TAREFA PROPOSTA A => Extraia da listagem todas as linhas que contêm a palavra "tree", levando em conta a diferença entre maiúsculas e minúsculas.

Por um lado, temos Sophie Kinsella, um nome que está fortemente enraizado no imaginário popular como produtora de grandes diversões literárias – com algumas futilidades (Becky Bloom agradece a referência), mas sempre muito divertidas. Por outro lado, temos Madeleine Wickham, a pessoa real por trás da autora queridinha dos amantes de chick-lit, seu nome verdadeiro e suas primeiras aventuras literárias. E, pode acreditar em mim, há uma GRANDE diferença entre essas duas identidades. Especialmente em seu estilo literário.
A Rainha dos Funerais nos oferece uma leitura fluida, divertida e que não dá vontade de largar. É um livro curto – principalmente quando comparado a outras obras da autora – cujo texto nos captura e nos prende quase como mágica. Aliás, como tudo o que essa mulher escreve.
Apesar disso, sou obrigada a reconhecer que não é a melhor de suas obras.
A RAINHA DOS FUNERAIS
Título Original: The Gatecrasher
Autora: Madeleine Wickham (Sophie Kinsella)
Editora: Galera Record
Páginas: 294
Gênero: Chick-lit
Sinopse:
Fleur Daxeny possui o talento de entrar de penetra em funerais à caça de milionários a quem pode conquistar, limpar a conta bancária e descartar. Mas, dessa vez, as coisas não saem exatamente como o planejado.
Você provavelmente já ouviu falar de Sophie Kinsella, um dos nomes mais importantes da literatura contemporânea. Mais de 40 milhões de exemplares vendidos em 60 países consagraram Kinsella como a rainha absoluta do gênero em que escreve. O que você talvez não saiba é que essa trajetória brilhante começou um pouco antes de o pseudônimo Sophie Kinsella existir, quando a autora assinava suas obras com seu verdadeiro nome. Como Madeleine Wickham, a inglesa escreveu seis romances, entrando para a lista de mais vendidos logo na estreia, um sucesso imediato tanto de crítica quanto de público. A autora reafirma sua versatilidade e seu brilhantismo com narrativas completamente diferentes das que escreve como Sophie, mais ácidas, irreverentes, porém igualmente apaixonantes.
Em A rainha dos funerais ela explora a vida de Fleur Daxeny, uma mulher viciada em chapéus de grife, cartões de crédito ilimitados e homens ricos. Nem anjo nem demônio, a bela e sedutora heroína se esforça para sustentar seu estilo de vida. Que melhor local para garantir a próxima conquista do que num funeral? Afinal, um recém-viúvo está sempre precisando de um ombro amigo. Parecia o plano perfeito... exceto que seus interesses materiais entram em conflito com os do coração ao conhecer Richard Favour, um homem doce e amoroso, ainda tentando superar a morte da esposa. Fleur se flagra desejando ser mais que uma amiga para ele. O único problema é a conta bancária de Richard...

TAREFA PROPOSTA B => Reescreva o trecho da resenha entre "Editora: Galera Record" e "como o planejado.", inclusive, substituindo "milionários" por "herdeiros ricos".

MATERIAL FORNECIDO =>
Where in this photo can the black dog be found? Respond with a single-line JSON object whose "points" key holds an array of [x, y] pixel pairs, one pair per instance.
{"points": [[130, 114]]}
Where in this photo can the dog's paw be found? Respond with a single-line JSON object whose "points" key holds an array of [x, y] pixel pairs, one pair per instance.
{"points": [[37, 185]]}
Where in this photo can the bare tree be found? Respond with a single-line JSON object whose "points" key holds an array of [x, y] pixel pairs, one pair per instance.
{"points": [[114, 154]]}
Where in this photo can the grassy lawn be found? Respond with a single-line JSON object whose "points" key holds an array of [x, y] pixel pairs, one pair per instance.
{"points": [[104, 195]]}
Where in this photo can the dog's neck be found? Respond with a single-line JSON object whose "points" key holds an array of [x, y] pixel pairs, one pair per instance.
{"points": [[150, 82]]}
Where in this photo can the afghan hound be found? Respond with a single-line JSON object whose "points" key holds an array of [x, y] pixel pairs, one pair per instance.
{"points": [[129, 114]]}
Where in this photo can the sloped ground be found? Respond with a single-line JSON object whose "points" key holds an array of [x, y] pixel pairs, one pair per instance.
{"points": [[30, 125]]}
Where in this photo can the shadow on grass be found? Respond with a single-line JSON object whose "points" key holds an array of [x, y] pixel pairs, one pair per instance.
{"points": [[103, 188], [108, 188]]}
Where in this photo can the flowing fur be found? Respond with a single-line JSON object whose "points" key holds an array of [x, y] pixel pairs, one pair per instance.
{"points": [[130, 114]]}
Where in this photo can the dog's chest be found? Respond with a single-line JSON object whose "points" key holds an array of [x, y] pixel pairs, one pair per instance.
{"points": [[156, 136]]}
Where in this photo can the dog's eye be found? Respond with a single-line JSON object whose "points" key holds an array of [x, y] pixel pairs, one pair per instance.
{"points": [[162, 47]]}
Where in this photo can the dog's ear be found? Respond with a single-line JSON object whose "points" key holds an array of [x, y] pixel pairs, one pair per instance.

RESPOSTA A =>
Where in this photo can the bare tree be found? Respond with a single-line JSON object whose "points" key holds an array of [x, y] pixel pairs, one pair per instance.

RESPOSTA B =>
Editora: Galera Record
Páginas: 294
Gênero: Chick-lit
Sinopse:
Fleur Daxeny possui o talento de entrar de penetra em funerais à caça de herdeiros ricos a quem pode conquistar, limpar a conta bancária e descartar. Mas, dessa vez, as coisas não saem exatamente como o planejado.